══ Text shown ══

However, there were several limitations with the study. The ILC being brief, does not address psychosocial functioning in detail. Although, the concept of "inner" QoL indirectly also reflects the child's subjective perception of his/her functioning on different life domains, "psychosocial functioning" often refers to more "objective" aspects of the individual's life. "Psychosocial functioning" is important for both the QoL and mental health perspective, but can best be evaluated from an external perspective , for example by achievements in school, size and number of contacts with social network, and/or diagnostic ratings of psychosocial functioning by a clinician. However, the resources available for the present study did not permit such assessment, especially not in the student comparison group.
Another limitation is that we did not include self-reports of mental health, such as with the YSR, even though we included the child perspective in QoL measurements. We did not use the YSR (which is constructed for children aged 11 years and older) in the present study because that would considerably reduce the size of our present clinical sample leading to reduced power corrupting the results. Further, there is no other comprehensive, reliable, valid and well-established instrument for assessing mental health by self-report for the youngest children. However, research on mental health and QoL in the younger age group is important because school services play a central role in providing support and early detection of children who need to be referred to mental health services .
Furthermore, the information on child emotional and behavioural problems was obtained by questionnaires, and not by semi-structured clinical interviews conducted by clinical professionals, which are acknowledged as the gold standard. However, interviews are difficult to incorporate in epidemiological studies.
Lastly the present study was limited to one county in central Norway. Although this included children from rural, semirural as well as urban areas, the population is highly homogenous in race/ethnic make up. Moreover, socioeconomic status is more restricted in Norway than in most countries.

═══
══ Source information ══

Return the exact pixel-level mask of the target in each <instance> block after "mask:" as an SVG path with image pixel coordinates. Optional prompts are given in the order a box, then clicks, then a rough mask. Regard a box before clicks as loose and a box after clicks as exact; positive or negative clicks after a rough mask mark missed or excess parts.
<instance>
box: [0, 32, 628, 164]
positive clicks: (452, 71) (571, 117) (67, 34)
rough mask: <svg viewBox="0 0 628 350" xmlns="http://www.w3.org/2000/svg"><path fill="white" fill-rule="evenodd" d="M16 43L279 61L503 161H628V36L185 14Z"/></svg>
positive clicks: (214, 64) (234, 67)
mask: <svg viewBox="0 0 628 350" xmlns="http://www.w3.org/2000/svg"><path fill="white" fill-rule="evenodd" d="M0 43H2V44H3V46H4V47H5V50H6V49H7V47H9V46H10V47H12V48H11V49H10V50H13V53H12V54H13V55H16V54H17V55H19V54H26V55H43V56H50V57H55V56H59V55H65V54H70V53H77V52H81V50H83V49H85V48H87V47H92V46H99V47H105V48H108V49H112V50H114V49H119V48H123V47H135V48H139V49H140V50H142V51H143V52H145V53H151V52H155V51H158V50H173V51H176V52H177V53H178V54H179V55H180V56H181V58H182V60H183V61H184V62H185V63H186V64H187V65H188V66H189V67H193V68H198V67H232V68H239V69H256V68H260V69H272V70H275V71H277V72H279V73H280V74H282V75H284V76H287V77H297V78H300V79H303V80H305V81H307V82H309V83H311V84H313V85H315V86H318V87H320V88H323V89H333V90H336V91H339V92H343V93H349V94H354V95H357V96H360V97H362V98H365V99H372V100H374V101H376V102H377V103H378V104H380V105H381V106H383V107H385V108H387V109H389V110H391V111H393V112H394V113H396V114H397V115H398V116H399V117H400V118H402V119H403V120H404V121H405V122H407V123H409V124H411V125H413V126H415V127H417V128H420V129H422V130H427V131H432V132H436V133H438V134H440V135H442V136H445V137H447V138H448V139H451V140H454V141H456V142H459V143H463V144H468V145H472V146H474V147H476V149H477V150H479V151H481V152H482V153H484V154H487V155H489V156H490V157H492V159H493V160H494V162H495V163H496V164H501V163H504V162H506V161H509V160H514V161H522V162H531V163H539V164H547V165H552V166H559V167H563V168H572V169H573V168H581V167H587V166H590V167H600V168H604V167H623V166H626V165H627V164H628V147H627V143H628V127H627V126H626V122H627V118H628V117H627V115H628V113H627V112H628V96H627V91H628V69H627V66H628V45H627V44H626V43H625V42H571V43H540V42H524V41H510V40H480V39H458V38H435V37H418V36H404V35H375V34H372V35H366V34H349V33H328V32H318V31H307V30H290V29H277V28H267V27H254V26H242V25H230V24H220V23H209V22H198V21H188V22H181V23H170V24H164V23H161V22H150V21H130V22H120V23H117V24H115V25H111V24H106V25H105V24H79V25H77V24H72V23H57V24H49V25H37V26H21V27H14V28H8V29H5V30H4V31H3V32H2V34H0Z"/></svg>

═══

## Problems to work on
- a) Quote everything from "Furthermore, the information" down to "in most countries." in the study limitations text above, word for word.
- b) Condense the paragraph of the study limitations text above that begins "Lastly the present study" into a short bulleted list that keeps its main facts.

## Answers to the exercise
- a)
Furthermore, the information on child emotional and behavioural problems was obtained by questionnaires, and not by semi-structured clinical interviews conducted by clinical professionals, which are acknowledged as the gold standard. However, interviews are difficult to incorporate in epidemiological studies.
Lastly the present study was limited to one county in central Norway. Although this included children from rural, semirural as well as urban areas, the population is highly homogenous in race/ethnic make up. Moreover, socioeconomic status is more restricted in Norway than in most countries.

- b)
- The study was limited to one county in central Norway.
- The county included children from rural, semirural, and urban areas.
- The population is highly homogeneous in race/ethnic makeup.
- Socioeconomic status is more restricted in Norway than in most countries.